------ Records for this exercise ------

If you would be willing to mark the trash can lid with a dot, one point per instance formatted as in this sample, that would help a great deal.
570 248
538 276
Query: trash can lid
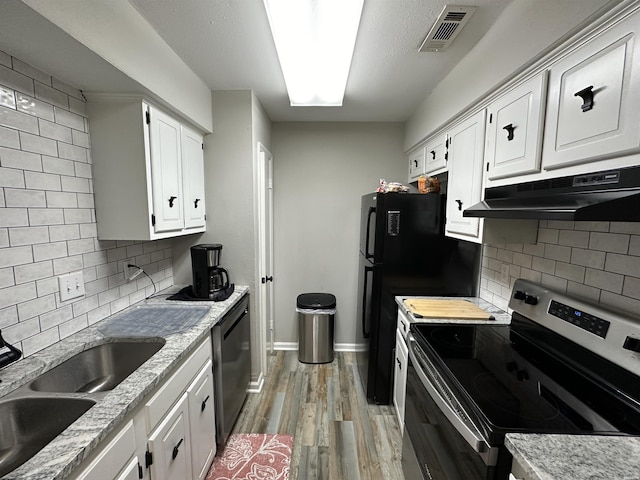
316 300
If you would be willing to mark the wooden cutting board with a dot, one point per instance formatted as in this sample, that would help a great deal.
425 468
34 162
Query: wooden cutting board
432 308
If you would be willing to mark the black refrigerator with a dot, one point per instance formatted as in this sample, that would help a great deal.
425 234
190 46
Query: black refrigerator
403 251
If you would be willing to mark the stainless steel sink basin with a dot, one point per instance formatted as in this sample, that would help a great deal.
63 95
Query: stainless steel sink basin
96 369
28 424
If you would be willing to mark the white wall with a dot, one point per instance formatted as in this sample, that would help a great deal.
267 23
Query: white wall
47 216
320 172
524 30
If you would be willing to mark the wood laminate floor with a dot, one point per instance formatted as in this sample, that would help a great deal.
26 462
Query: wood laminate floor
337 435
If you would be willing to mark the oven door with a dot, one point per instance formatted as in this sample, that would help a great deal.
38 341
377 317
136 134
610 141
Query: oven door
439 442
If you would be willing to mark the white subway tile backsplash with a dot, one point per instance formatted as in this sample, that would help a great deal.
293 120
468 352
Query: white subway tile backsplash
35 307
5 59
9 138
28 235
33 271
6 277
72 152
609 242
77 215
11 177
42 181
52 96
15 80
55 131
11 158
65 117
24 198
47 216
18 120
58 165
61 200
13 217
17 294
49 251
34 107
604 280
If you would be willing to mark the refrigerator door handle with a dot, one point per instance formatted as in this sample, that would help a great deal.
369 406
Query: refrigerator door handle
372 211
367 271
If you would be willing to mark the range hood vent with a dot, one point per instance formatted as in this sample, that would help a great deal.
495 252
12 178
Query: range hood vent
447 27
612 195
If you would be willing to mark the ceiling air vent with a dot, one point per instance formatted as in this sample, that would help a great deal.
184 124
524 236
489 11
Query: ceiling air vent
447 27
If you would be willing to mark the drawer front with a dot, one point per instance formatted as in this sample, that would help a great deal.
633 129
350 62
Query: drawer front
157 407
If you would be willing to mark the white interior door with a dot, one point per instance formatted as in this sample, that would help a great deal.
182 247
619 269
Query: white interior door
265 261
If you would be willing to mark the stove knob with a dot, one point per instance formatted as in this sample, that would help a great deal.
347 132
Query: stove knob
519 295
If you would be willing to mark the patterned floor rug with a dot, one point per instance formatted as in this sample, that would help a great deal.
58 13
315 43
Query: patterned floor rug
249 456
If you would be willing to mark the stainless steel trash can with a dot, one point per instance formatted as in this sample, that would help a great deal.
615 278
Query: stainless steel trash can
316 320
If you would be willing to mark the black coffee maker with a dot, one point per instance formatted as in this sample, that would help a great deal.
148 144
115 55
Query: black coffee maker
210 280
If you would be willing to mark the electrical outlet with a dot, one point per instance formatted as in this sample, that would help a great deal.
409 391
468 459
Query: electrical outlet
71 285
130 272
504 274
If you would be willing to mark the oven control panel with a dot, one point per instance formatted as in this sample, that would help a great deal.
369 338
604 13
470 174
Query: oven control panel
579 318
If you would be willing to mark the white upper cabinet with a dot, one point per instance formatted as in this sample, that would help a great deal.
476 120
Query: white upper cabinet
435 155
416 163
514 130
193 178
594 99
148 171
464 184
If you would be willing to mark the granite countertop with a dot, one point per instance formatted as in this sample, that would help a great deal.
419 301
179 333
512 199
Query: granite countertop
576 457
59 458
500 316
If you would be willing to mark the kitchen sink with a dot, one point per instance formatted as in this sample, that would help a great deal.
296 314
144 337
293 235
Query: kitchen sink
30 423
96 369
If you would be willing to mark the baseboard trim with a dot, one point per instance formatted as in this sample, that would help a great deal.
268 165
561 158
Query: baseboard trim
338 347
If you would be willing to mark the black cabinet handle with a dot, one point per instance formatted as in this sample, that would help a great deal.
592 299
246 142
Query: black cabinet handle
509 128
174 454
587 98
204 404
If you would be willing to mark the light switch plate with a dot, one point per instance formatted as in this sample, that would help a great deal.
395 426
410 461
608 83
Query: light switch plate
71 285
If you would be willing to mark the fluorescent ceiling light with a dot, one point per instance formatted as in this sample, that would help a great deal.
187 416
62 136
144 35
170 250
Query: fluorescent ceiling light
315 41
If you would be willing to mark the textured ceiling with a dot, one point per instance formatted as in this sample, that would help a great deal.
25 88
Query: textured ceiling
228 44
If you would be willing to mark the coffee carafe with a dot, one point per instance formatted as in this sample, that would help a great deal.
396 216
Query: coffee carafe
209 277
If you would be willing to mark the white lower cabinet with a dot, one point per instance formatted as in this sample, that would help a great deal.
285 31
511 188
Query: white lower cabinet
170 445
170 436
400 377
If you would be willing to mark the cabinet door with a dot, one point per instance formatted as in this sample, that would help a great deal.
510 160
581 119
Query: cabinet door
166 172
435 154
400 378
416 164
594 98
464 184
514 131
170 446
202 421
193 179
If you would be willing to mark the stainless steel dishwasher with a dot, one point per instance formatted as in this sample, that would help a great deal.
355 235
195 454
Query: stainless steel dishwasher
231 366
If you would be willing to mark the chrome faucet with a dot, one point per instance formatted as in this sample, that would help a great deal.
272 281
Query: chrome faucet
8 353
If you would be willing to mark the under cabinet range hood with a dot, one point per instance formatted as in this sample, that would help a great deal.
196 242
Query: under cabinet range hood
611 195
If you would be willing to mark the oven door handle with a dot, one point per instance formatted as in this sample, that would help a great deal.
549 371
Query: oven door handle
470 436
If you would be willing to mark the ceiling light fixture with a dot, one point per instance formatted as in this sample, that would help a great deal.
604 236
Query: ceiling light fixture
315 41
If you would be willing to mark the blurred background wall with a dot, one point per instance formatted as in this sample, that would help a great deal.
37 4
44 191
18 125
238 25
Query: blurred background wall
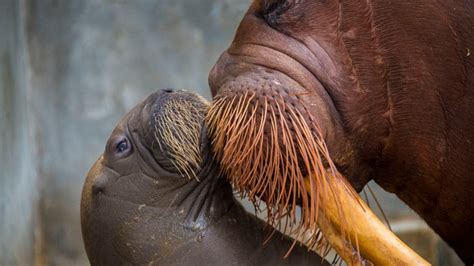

------

## Stated problem
Reproduce exactly and only the lines from the one with "If you would be willing to mark the oven door handle" through the last entry, both included, excluding every picture.

## Output of the task
If you would be willing to mark the oven door handle with a dot, one point per instance formatted as in this sample, that would help a great deal.
549 371
Query: oven door handle
470 436
If you would be willing to mark the ceiling light fixture with a dot, one point per instance formatted as in this sample, that would help a great deal.
604 236
Query: ceiling light fixture
315 41
If you would be willing to mark the blurred background wall with a dot, one point per instance formatted as in this sample, that would help a great deal.
37 4
44 191
18 125
238 25
Query: blurred background wall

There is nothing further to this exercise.